(WORK TO DO):
a: In the YUV support patch thread, what factor were the original conversion matrices multiplied by before rounding?
b: Pick up the YUV support patch thread after its last line and continue it.

(DOCUMENT):
..............................

[PATCH v2 6/9] drm/vkms: Add YUV support

Thu Feb 29 17:57:06 UTC 2024

On 29/02/24 09:12, Pekka Paalanen wrote:
> On Wed, 28 Feb 2024 22:52:09 -0300
> Arthur Grillo <arthurgrillo at riseup.net> wrote:
> 
>> On 27/02/24 17:01, Arthur Grillo wrote:
>>>
>>>
>>> On 27/02/24 12:02, Louis Chauvet wrote:  
>>>> Hi Pekka,
>>>>
>>>> For all the comment related to the conversion part, maybe Arthur have an 
>>>> opinion on it, I took his patch as a "black box" (I did not want to 
>>>> break (and debug) it).
>>>>
>>>> Le 26/02/24 - 14:19, Pekka Paalanen a écrit :  
>>>>> On Fri, 23 Feb 2024 12:37:26 +0100
>>>>> Louis Chauvet <louis.chauvet at bootlin.com> wrote:
>>>>>  
>>>>>> From: Arthur Grillo <arthurgrillo at riseup.net>
>>>>>>
>>>>>> Add support to the YUV formats bellow:
>>>>>>
>>>>>> - NV12
>>>>>> - NV16
>>>>>> - NV24
>>>>>> - NV21
>>>>>> - NV61
>>>>>> - NV42
>>>>>> - YUV420
>>>>>> - YUV422
>>>>>> - YUV444
>>>>>> - YVU420
>>>>>> - YVU422
>>>>>> - YVU444
>>>>>>
>>>>>> The conversion matrices of each encoding and range were obtained by
>>>>>> rounding the values of the original conversion matrices multiplied by
>>>>>> 2^8. This is done to avoid the use of fixed point operations.

..............................

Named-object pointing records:
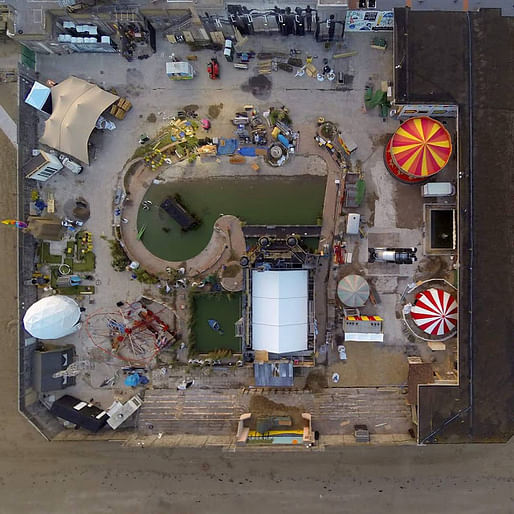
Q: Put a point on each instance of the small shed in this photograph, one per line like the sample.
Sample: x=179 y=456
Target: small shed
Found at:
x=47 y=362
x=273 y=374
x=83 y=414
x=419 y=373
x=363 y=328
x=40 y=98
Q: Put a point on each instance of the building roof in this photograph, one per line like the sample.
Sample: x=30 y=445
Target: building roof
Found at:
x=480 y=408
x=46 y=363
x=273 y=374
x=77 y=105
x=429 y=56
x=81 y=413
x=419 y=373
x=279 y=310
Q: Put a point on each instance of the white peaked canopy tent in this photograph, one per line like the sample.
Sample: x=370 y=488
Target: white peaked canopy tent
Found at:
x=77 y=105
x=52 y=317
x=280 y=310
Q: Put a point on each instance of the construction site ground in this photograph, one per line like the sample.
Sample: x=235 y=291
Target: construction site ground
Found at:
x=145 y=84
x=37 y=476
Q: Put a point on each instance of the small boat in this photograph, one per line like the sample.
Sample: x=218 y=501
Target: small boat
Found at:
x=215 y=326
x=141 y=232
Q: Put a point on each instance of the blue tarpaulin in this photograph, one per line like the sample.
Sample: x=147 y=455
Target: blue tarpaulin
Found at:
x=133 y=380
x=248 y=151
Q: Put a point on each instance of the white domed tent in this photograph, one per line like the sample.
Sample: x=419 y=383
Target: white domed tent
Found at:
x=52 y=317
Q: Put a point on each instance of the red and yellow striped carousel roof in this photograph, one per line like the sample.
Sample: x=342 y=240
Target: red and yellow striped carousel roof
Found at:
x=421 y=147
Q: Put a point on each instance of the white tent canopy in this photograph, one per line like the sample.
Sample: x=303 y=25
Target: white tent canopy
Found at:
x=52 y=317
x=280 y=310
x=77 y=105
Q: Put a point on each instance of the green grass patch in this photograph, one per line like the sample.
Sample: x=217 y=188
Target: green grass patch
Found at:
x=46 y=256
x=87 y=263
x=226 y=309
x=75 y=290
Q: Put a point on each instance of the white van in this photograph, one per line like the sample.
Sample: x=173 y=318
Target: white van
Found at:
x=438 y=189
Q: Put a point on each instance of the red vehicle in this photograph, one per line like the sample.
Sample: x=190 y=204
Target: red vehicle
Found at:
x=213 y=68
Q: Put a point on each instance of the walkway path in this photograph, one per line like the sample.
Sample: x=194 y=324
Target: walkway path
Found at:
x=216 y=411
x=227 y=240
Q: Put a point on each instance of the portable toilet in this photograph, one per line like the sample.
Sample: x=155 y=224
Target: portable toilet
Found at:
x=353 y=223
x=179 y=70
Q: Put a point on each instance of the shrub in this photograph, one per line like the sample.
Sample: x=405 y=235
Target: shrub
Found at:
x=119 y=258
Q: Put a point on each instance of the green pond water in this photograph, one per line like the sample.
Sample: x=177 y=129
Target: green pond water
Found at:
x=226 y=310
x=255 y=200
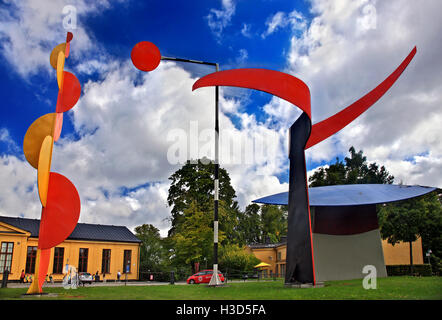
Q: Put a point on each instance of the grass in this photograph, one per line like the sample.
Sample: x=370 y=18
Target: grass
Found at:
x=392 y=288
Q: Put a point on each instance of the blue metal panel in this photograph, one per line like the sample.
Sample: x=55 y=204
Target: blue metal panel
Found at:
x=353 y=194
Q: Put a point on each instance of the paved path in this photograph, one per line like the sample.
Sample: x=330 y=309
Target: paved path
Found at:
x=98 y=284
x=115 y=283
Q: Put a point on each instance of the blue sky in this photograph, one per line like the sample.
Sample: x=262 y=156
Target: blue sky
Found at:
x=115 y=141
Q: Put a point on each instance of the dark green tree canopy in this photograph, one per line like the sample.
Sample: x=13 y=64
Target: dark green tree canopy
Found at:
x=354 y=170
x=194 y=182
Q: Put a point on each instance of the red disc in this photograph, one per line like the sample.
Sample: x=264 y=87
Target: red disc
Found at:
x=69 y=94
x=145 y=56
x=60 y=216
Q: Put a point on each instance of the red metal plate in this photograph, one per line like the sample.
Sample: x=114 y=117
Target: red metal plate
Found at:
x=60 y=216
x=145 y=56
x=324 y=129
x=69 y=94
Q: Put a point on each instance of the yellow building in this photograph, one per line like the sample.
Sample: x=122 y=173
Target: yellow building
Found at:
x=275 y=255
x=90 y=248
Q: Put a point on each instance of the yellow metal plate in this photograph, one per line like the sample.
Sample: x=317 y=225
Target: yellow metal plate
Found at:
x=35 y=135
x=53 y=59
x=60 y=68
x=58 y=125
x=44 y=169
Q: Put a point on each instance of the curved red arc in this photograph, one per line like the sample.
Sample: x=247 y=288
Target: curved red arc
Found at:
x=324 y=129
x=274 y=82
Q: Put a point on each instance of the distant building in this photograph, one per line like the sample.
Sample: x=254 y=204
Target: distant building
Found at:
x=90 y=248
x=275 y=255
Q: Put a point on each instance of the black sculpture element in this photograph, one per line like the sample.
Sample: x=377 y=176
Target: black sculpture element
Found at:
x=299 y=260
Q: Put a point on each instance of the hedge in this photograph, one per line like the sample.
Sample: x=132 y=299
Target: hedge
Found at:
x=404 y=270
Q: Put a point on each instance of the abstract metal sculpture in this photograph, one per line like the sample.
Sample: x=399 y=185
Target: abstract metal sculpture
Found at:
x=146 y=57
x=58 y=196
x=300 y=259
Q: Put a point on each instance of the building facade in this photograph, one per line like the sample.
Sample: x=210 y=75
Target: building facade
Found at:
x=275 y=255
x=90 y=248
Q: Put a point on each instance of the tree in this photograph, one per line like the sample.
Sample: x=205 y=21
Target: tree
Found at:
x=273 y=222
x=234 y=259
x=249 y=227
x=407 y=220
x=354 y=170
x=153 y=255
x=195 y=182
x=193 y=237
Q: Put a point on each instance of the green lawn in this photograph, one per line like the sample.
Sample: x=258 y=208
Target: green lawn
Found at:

..............................

(TASK-BY-TASK RESULTS):
a: 2^8

b:
>>>>>>
>>>>>> Signed-off-by: Arthur Grillo <arthurgrillo at riseup.net>
>>>>>> [Louis Chauvet: Adapted Arthur's work and implemented the read_line_t
>>>>>> callbacks for yuv formats]
>>>>>> Signed-off-by: Louis Chauvet <louis.chauvet at bootlin.com>
>>>>>> ---
>>>>>>  drivers/gpu/drm/vkms/vkms_composer.c |   2 +-
>>>>>>  drivers/gpu/drm/vkms/vkms_drv.h      |   6 +-
>>>>>>  drivers/gpu/drm/vkms/vkms_formats.c  | 289 +++++++++++++++++++++++++++++++++--
>>>>>>  drivers/gpu/drm/vkms/vkms_formats.h  |   4 +
>>>>>>  drivers/gpu/drm/vkms/vkms_plane.c    |  14 +-
>>>>>>  5 files changed, 295 insertions(+), 20 deletions(-)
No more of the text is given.